> _REQUIREMENT_
Write out every line of the listing below as a numbered list, skipping any blank lines and leaving out the pictures.
>> start INFORMATION SHOWN
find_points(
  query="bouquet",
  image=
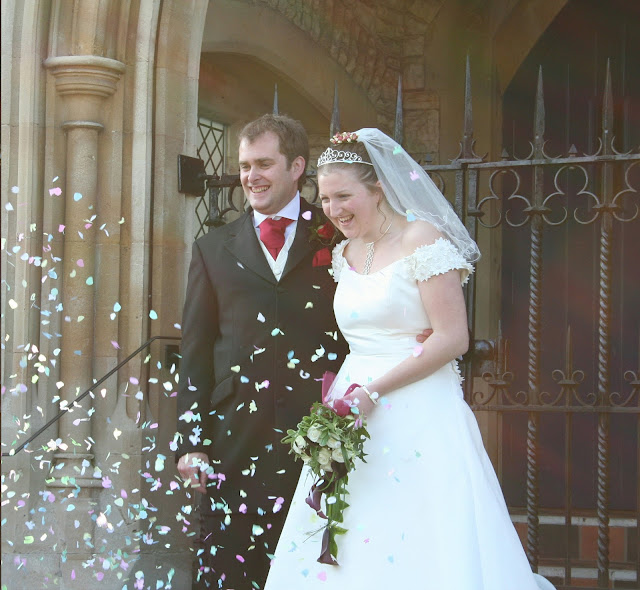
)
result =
(329, 440)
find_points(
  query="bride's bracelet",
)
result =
(372, 396)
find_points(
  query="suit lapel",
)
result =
(301, 245)
(245, 247)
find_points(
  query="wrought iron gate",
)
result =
(536, 194)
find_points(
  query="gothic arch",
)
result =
(519, 32)
(309, 70)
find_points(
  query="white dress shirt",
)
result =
(291, 211)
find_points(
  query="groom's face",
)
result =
(269, 183)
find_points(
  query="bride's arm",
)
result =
(443, 301)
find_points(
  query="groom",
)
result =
(258, 333)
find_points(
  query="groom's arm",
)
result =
(197, 374)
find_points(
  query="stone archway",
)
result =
(519, 32)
>> end INFORMATION SHOWN
> _SOLUTION BELOW_
1. find_points(
2.   query="bouquet",
3.   image=
4. )
5. result =
6. (329, 440)
7. find_points(
8.   query="bride's bracelet",
9. )
10. result =
11. (372, 396)
12. find_points(
13.   query="suit lapel",
14. )
15. result =
16. (301, 245)
17. (245, 247)
18. find_points(
19.   query="wrought iron gate",
20. )
21. result =
22. (536, 194)
23. find_points(
24.   query="gothic arch",
25. )
26. result =
27. (519, 32)
28. (309, 70)
29. find_points(
30.   query="white dress shirt",
31. )
32. result =
33. (291, 211)
34. find_points(
35.   query="groom's face",
36. )
37. result =
38. (269, 183)
39. find_points(
40.   query="bride's arm",
41. )
42. result =
43. (443, 301)
44. find_points(
45.   query="groom",
46. )
47. result =
48. (258, 333)
49. find_points(
50.   query="groom's arm",
51. )
52. result =
53. (197, 374)
54. find_points(
55.   query="stone archway",
56. )
57. result =
58. (519, 32)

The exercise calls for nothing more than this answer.